Activity: In the listing below, find the line containing "bench in this photo and return bounding boxes" and the line containing "lawn in this photo and return bounding boxes". Repeat exactly those two lines and every line between them, nothing more.

Information:
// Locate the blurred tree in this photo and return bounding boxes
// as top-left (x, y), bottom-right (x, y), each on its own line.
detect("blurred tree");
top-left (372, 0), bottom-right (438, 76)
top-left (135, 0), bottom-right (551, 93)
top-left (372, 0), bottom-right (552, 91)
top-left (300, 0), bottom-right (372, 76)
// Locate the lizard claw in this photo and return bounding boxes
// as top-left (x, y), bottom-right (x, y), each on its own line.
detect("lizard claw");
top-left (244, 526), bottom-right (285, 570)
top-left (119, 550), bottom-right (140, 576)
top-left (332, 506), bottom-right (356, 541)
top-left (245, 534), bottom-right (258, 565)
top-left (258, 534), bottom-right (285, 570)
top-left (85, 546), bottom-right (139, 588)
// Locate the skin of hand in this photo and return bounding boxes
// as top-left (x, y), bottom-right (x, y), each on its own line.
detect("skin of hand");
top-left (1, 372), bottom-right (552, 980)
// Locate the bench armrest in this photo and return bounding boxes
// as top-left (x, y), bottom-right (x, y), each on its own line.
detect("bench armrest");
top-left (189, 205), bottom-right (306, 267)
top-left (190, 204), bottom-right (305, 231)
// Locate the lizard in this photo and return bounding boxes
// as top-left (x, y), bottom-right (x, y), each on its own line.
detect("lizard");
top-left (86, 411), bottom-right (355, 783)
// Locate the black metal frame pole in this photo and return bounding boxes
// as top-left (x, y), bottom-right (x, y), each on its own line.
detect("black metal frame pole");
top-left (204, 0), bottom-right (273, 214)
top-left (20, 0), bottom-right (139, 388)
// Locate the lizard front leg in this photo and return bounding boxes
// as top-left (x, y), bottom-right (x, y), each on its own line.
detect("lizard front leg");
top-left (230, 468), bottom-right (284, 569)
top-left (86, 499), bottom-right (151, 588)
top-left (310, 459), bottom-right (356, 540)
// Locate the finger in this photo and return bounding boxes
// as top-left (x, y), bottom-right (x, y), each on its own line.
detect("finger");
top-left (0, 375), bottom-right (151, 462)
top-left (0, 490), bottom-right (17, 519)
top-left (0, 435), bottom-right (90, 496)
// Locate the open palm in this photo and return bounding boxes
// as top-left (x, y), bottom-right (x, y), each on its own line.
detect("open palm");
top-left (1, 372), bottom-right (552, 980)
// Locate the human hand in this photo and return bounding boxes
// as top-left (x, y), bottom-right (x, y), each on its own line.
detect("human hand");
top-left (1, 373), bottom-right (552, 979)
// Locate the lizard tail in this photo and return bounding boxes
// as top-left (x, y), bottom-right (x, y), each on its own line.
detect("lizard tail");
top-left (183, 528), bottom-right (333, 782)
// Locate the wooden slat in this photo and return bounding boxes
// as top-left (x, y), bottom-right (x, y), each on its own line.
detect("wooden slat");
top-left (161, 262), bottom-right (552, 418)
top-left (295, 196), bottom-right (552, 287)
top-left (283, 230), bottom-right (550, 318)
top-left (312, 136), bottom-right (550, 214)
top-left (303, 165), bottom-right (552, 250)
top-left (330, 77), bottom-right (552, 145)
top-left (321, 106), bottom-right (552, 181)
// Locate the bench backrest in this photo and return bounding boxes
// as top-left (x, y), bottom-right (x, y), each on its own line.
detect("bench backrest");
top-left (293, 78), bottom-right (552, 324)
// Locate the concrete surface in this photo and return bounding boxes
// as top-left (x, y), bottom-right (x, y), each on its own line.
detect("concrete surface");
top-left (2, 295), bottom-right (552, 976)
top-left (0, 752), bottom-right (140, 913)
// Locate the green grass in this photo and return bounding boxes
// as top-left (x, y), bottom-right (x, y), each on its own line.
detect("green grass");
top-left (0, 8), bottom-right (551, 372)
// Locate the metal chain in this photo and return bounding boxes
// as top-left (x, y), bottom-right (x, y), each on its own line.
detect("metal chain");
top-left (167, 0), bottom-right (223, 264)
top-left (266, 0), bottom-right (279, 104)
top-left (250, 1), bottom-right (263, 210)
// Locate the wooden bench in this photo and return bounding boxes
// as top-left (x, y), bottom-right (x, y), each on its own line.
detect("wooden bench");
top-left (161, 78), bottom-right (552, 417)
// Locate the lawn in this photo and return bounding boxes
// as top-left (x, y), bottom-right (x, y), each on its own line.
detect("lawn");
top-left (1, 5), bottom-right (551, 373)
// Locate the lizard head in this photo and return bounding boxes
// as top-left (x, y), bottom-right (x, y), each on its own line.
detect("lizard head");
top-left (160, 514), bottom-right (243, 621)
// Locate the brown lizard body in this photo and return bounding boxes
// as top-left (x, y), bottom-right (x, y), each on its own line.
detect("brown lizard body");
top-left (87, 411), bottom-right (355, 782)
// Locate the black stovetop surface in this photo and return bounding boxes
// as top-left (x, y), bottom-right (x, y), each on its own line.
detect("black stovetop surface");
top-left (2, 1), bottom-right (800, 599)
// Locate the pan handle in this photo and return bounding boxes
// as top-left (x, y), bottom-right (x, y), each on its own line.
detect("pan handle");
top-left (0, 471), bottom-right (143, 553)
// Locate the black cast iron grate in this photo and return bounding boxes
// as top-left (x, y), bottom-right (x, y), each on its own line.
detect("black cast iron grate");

Solved exercise:
// Locate the wooden bench in this photo and return bounding boxes
// as top-left (x, y), bottom-right (x, y), each on its own line.
detect("wooden bench");
top-left (161, 78), bottom-right (552, 417)
// Locate the lawn in this photo and return bounding boxes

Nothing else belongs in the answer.